[Items listed in a dataset]
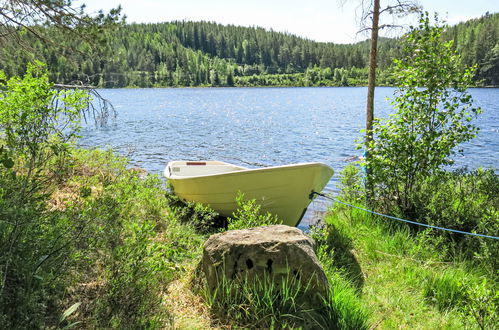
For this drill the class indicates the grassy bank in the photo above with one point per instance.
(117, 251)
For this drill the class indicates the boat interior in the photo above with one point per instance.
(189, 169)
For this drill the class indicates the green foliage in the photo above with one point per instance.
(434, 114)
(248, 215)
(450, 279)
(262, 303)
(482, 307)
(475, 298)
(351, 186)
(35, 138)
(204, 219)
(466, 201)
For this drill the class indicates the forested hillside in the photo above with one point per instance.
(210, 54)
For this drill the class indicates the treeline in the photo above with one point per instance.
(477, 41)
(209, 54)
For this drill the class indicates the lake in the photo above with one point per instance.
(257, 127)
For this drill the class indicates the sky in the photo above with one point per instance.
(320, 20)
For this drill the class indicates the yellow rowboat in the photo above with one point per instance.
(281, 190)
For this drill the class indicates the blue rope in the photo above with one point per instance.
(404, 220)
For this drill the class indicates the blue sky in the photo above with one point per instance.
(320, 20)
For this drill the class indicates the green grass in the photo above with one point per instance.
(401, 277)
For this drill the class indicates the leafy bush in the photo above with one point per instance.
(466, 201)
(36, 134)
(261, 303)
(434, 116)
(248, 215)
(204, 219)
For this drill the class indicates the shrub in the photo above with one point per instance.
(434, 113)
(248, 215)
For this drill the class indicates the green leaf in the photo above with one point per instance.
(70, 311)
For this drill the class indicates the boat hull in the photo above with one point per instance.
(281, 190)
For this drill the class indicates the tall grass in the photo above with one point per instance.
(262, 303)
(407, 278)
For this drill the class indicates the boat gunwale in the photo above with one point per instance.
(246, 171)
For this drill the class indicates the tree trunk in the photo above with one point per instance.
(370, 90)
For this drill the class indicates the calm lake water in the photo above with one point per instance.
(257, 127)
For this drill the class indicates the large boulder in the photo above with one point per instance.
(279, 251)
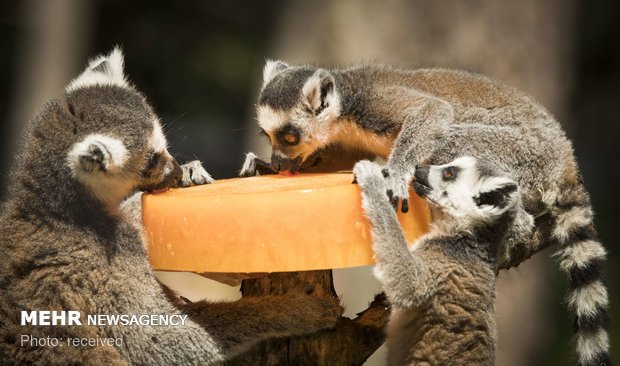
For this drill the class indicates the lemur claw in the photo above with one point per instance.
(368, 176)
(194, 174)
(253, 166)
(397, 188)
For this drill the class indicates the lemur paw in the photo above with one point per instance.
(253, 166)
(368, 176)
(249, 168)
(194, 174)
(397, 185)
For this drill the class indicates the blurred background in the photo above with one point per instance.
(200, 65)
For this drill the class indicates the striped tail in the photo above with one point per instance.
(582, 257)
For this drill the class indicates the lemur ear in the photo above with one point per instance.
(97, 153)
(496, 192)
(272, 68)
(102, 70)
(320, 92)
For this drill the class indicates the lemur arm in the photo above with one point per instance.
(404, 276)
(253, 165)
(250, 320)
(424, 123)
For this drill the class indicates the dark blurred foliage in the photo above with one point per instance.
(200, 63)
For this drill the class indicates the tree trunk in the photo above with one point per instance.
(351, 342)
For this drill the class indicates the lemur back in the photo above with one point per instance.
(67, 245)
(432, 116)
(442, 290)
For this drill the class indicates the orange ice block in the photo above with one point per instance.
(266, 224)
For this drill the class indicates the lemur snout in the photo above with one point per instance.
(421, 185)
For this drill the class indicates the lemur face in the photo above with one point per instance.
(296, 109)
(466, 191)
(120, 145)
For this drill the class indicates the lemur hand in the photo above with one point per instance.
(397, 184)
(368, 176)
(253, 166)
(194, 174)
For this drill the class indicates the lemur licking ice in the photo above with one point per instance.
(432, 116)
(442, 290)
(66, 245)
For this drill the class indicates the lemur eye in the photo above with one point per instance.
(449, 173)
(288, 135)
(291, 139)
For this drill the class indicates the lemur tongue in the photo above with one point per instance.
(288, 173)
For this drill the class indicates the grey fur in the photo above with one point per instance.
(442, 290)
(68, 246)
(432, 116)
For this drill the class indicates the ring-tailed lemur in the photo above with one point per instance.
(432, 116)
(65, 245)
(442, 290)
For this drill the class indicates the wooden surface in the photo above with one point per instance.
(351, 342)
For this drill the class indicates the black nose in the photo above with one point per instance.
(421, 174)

# Directive
Repeat each line of the records above exactly, but do not copy the pictures.

# Answer to the problem
For this drill the class indicates the grassy bank in the photo above with one point per instance.
(117, 251)
For this drill the class indicates the boat interior in the photo above with one point per instance.
(189, 169)
For this drill the class indicates the green foliage in the photo above with one point per instance.
(434, 114)
(248, 215)
(450, 279)
(262, 303)
(482, 307)
(475, 298)
(351, 186)
(35, 138)
(204, 219)
(466, 201)
For this drill the class indicates the forested hillside in the photo above with one point per instance.
(210, 54)
For this drill the class indicates the treeline in the photo above with one point per instance.
(477, 41)
(209, 54)
For this drill the class indicates the lake in the photo above with one point per instance.
(257, 127)
For this drill the class indicates the sky in the photo above with one point per instance.
(320, 20)
For this drill the class indicates the yellow rowboat in the photo above with one point per instance.
(281, 190)
For this drill the class indicates the blue rope in the photo above with one point per instance.
(404, 220)
For this drill the class indicates the blue sky in the photo above with one point per instance.
(320, 20)
For this drill the class indicates the green grass in the photo above with one point per instance.
(401, 277)
For this drill the class indicates the leafy bush in the photo above with one point per instance.
(466, 201)
(36, 134)
(261, 303)
(434, 116)
(248, 215)
(204, 219)
For this drill the class indicates the shrub in the photo above with one point per instance.
(434, 113)
(248, 215)
For this drill the class indicates the green leaf in the photo above with one point per instance.
(70, 311)
For this drill the class indicates the boat hull in the photo above with one point per instance.
(281, 190)
For this drill the class indicates the tall grass in the photo above with one point per instance.
(262, 303)
(407, 278)
For this drill the class indicates the boat gunwale in the photo above with one point per instance.
(246, 171)
For this drill the class indicates the tree trunk in the photo above with one point per instance.
(370, 90)
For this drill the class indicates the calm lake water in the photo above with one point per instance.
(257, 127)
For this drill the class indicates the large boulder in the photo above with one point per instance.
(279, 251)
For this drill the class indicates the lemur claw in the photo above with one point per instance.
(368, 176)
(194, 174)
(253, 166)
(397, 188)
For this drill the class indicates the lemur paw in the photo above with one point per instance.
(253, 166)
(368, 176)
(249, 168)
(194, 174)
(397, 185)
For this drill the class indicates the blurred background in the photo above with one point per instance.
(200, 65)
For this drill the class indicates the striped tail in the photo above with one point per instance.
(582, 257)
For this drill the class indicates the lemur ear in the photo above with one point per instance.
(97, 153)
(496, 192)
(272, 68)
(102, 70)
(320, 92)
For this drill the class indicates the lemur arm in the photo above with one point per instance.
(404, 276)
(253, 165)
(250, 320)
(424, 123)
For this drill the class indicates the dark blurred foliage in the photo above with one point per instance.
(200, 63)
For this drill the class indicates the tree trunk in the photo above with one point per instance.
(351, 342)
For this drill the class indicates the lemur back in the photo above with one point per instance.
(67, 245)
(432, 116)
(442, 290)
For this drill the class indicates the orange ice block in the photo above with one point per instance.
(266, 224)
For this drill the class indicates the lemur snout in the photo above with one point per instance.
(421, 185)
For this drill the class indicates the lemur face in the photo above with one point per instance.
(296, 109)
(466, 191)
(120, 145)
For this drill the class indicates the lemur hand in the photo above with one point per instance.
(397, 184)
(368, 176)
(253, 166)
(194, 174)
For this drill the class indicates the lemur licking ice in the photo above with one point per instance.
(432, 116)
(442, 290)
(66, 245)
For this drill the class indicates the lemur eye in the photo above with one point per instance.
(449, 173)
(288, 135)
(291, 139)
For this drill the class indicates the lemur tongue in the photo above with one point per instance.
(288, 173)
For this drill the class indicates the grey fur in the photo above with one point per instance.
(442, 290)
(68, 246)
(432, 116)
For this drill the class indicates the ring-tailed lemur in the photo above with one point per instance.
(432, 116)
(65, 245)
(442, 290)
For this drill the class indicates the wooden surface in the photo above with one point per instance.
(351, 342)
For this drill the class indicates the black nose in the photo above with one point per instance.
(421, 174)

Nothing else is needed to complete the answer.